■ **EXERCISE PROMPT**
Reproduce the material in full, unchanged.

■ **PROVIDED ENTRIES**
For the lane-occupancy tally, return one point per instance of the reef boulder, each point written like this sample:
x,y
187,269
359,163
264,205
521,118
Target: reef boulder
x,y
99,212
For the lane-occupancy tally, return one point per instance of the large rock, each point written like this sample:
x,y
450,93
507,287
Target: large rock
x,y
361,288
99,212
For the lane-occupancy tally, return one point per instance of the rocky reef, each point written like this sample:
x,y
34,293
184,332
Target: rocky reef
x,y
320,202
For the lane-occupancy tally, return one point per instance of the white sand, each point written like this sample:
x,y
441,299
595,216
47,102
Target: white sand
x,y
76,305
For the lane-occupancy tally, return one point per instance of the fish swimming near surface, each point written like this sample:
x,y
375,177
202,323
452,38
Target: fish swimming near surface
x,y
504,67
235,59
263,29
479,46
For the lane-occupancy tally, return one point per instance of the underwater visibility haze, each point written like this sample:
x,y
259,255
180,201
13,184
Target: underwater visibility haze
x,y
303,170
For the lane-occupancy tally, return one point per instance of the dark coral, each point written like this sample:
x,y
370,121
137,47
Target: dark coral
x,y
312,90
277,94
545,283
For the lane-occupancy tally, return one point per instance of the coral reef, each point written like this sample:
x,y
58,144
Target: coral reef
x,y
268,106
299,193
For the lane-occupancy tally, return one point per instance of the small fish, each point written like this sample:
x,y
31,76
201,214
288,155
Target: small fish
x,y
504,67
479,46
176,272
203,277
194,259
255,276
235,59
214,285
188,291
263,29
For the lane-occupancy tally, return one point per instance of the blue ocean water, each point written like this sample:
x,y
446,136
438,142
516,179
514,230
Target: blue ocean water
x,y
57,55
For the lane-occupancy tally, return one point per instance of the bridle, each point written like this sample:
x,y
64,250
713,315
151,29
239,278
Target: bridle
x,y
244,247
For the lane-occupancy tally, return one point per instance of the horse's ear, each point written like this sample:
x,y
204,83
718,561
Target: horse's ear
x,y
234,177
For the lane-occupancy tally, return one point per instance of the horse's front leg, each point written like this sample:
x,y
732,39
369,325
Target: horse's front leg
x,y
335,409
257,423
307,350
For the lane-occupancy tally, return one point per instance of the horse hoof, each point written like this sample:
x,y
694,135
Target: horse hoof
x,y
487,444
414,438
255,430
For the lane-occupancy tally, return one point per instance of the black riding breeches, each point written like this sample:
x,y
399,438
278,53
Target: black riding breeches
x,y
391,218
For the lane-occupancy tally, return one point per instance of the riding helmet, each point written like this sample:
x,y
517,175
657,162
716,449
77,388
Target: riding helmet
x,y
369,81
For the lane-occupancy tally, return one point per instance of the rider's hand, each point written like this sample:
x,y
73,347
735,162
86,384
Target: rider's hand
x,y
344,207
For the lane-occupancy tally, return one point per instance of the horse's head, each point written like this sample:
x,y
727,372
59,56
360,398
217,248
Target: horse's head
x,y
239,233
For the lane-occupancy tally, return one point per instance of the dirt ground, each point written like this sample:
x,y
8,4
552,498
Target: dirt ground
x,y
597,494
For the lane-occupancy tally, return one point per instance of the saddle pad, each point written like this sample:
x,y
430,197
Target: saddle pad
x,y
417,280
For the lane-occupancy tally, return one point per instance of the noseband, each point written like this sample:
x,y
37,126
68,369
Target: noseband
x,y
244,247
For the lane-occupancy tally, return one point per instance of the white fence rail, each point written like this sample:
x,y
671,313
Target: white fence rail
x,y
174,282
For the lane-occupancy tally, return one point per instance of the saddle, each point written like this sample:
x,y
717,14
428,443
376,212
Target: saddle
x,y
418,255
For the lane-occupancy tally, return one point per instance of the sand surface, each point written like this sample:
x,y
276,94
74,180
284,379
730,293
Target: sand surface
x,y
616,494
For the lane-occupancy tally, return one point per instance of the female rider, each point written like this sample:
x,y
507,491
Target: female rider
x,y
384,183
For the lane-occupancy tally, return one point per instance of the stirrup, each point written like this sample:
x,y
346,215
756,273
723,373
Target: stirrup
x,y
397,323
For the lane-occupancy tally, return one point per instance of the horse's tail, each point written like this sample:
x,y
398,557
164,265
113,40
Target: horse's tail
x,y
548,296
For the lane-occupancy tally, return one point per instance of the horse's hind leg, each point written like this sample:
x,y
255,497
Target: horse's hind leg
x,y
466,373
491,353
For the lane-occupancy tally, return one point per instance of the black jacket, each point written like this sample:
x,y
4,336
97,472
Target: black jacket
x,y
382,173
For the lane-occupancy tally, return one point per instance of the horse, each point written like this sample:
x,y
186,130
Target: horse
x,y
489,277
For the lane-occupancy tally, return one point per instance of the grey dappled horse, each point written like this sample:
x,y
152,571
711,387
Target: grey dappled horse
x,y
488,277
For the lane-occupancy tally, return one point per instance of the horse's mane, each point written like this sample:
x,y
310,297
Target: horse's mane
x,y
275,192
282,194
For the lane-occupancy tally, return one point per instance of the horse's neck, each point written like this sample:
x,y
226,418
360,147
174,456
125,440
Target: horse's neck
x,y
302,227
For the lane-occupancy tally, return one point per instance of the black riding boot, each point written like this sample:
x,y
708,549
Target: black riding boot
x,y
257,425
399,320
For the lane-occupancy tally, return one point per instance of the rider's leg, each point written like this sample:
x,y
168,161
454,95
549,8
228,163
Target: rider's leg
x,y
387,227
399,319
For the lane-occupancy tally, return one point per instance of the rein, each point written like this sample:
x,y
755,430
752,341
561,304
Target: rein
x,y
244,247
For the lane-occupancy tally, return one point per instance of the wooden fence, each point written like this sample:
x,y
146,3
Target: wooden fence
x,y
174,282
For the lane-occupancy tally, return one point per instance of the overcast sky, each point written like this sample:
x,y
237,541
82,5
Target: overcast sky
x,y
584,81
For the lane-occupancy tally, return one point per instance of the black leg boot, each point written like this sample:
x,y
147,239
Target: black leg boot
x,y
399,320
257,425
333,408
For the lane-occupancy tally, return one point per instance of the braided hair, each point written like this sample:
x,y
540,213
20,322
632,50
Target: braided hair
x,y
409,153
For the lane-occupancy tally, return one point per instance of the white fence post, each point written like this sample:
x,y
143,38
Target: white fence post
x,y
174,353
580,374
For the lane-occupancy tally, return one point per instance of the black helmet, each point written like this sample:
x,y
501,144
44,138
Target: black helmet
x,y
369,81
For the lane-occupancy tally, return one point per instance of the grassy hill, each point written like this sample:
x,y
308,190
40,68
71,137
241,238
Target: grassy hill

■ **PROBLEM SOLUTION**
For the lane-occupancy tally, return one point per instance of the reef boulder, each point written like this sample:
x,y
187,269
359,163
264,205
521,118
Target: reef boulder
x,y
99,212
For the lane-occupancy tally, return one point per instance of the large rock, each point written like this sample:
x,y
450,93
507,287
Target: large rock
x,y
361,288
99,212
For the lane-occupancy tally, return one point per instance of the rocky reef, each point written like this sample:
x,y
34,293
184,332
Target: rocky reef
x,y
320,202
For the lane-occupancy tally, return one point per instance of the white sand, each point written like this sample:
x,y
441,299
595,216
47,102
Target: white sand
x,y
76,305
For the lane-occupancy tally, return one point per instance of the fish swimming near surface, each point written like this sample:
x,y
375,177
202,323
452,38
Target: fish swimming near surface
x,y
504,67
235,59
263,29
479,46
For the lane-occupancy tally, return one point per instance of the underwater visibility haze, each point written like this sample:
x,y
259,255
180,201
13,184
Target: underwater visibility haze
x,y
303,170
For the lane-occupancy tally, return one point per instance of the dark coral, each point written like this sample:
x,y
370,121
137,47
Target: dark coral
x,y
312,90
277,94
545,283
For the lane-occupancy tally, return one point per instance of the coral reef, each point written like this sample:
x,y
58,144
Target: coral reef
x,y
268,106
299,193
For the lane-occupancy tally, return one point per instance of the small fish, each point written like this sample:
x,y
31,76
201,214
288,155
Target: small fish
x,y
504,67
479,46
176,272
203,277
194,259
255,276
235,59
214,285
188,291
263,29
For the lane-occupancy tally, return one point per instance of the blue ocean water, each point written like this sample:
x,y
446,136
438,142
516,179
514,230
Target: blue ocean water
x,y
57,55
For the lane-occupancy tally, return one point per instance of the bridle, each point written like this sample:
x,y
64,250
713,315
151,29
239,278
Target: bridle
x,y
244,247
For the lane-occupancy tally, return one point per instance of the horse's ear, each point written like this sample:
x,y
204,83
718,561
Target: horse's ear
x,y
234,177
For the lane-occupancy tally, return one point per instance of the horse's front leg, each point written like this sample:
x,y
732,39
369,325
Target: horse's front leg
x,y
335,409
257,423
307,350
For the lane-occupancy tally, return one point per instance of the horse hoof, each point written like this sample:
x,y
694,135
Target: horse hoof
x,y
487,444
414,438
255,430
For the lane-occupancy tally, return one point per instance of the black riding breeches, each point written like this sample:
x,y
399,438
278,53
Target: black riding breeches
x,y
391,218
For the lane-occupancy tally, return one point per instance of the riding helmet, each point written like this sample:
x,y
517,175
657,162
716,449
77,388
Target: riding helmet
x,y
369,81
For the lane-occupancy tally, return one point per instance of the rider's hand, each point written like this sample:
x,y
73,347
735,162
86,384
Target: rider's hand
x,y
344,207
For the lane-occupancy tally, return one point per instance of the horse's head, each point written like this sample:
x,y
727,372
59,56
360,398
217,248
Target: horse's head
x,y
239,233
For the lane-occupancy tally, return one point per instance of the dirt ground, each point written like this sample:
x,y
8,4
552,498
Target: dirt ground
x,y
597,494
For the lane-occupancy tally, return one point per instance of the saddle pad, each point written like this sample:
x,y
430,197
Target: saddle pad
x,y
417,280
For the lane-occupancy tally, return one point per instance of the noseband, each point written like this sample:
x,y
37,126
68,369
Target: noseband
x,y
244,247
For the lane-occupancy tally, return one point per instance of the white fence rail, each point written like this sample:
x,y
671,313
Target: white fence rail
x,y
174,282
For the lane-occupancy tally, return one point per instance of the saddle, each point written like this sample:
x,y
717,14
428,443
376,212
Target: saddle
x,y
418,255
For the lane-occupancy tally, return one point per instance of the sand surface, each point written like this sample:
x,y
276,94
74,180
284,379
730,293
Target: sand surface
x,y
616,494
For the lane-occupancy tally, return one point per instance of the female rider, each point written like this sample:
x,y
507,491
Target: female rider
x,y
384,183
For the lane-occupancy tally, return one point per instance of the stirrup, each point written like this sample:
x,y
346,215
756,273
723,373
Target: stirrup
x,y
397,323
For the lane-occupancy tally, return one point per instance of the horse's tail, each point written like this sample:
x,y
398,557
164,265
113,40
Target: horse's tail
x,y
548,296
For the lane-occupancy tally, return one point per instance of the horse's hind leg, each point written like this sample:
x,y
255,497
Target: horse's hind leg
x,y
466,373
491,353
For the lane-occupancy tally, return one point per instance of the black jacket, each point written like this sample:
x,y
4,336
97,472
Target: black jacket
x,y
382,173
For the lane-occupancy tally, return one point per instance of the horse, each point written like this sample:
x,y
186,130
Target: horse
x,y
489,277
For the lane-occupancy tally, return one point per instance of the grey dappled horse, each point written like this sample:
x,y
152,571
711,387
Target: grey dappled horse
x,y
488,277
For the lane-occupancy tally, return one point per instance of the horse's mane, each point written like this sample:
x,y
310,297
Target: horse's mane
x,y
275,192
282,194
For the lane-occupancy tally, return one point per instance of the horse's neck, each point written like this sample:
x,y
226,418
360,147
174,456
125,440
Target: horse's neck
x,y
302,227
For the lane-occupancy tally, return one point per instance of the black riding boot, each point written like this sample:
x,y
708,549
Target: black riding boot
x,y
257,425
399,320
For the lane-occupancy tally, return one point per instance of the rider's leg, each point written like this sample:
x,y
168,161
454,95
549,8
228,163
Target: rider's leg
x,y
387,227
399,319
For the lane-occupancy tally, return one point per instance of the rein, each point written like this sample:
x,y
755,430
752,341
561,304
Target: rein
x,y
244,247
For the lane-occupancy tally, return one point per instance of the wooden fence, each point written like this sample:
x,y
146,3
Target: wooden fence
x,y
174,282
For the lane-occupancy tally, return one point per instance of the overcast sky, each point written like this sample:
x,y
237,541
82,5
Target: overcast sky
x,y
584,81
For the lane-occupancy tally, return one point per instance of the black leg boot, each point written like this sample:
x,y
147,239
Target: black leg boot
x,y
399,320
257,425
333,408
For the lane-occupancy tally, return one point per instance of the braided hair, each point written like this sample:
x,y
540,213
20,322
632,50
Target: braided hair
x,y
409,153
For the lane-occupancy tally, return one point per instance of the white fence post, each point written like this sample:
x,y
143,38
Target: white fence post
x,y
174,353
580,374
For the lane-occupancy tally, return one point per instance of the black helmet, each point written like this sample:
x,y
501,144
44,138
Target: black helmet
x,y
369,81
For the lane-occupancy tally, return one point per instance of the grassy hill, each point written like this sample:
x,y
308,190
40,68
71,137
241,238
Target: grassy hill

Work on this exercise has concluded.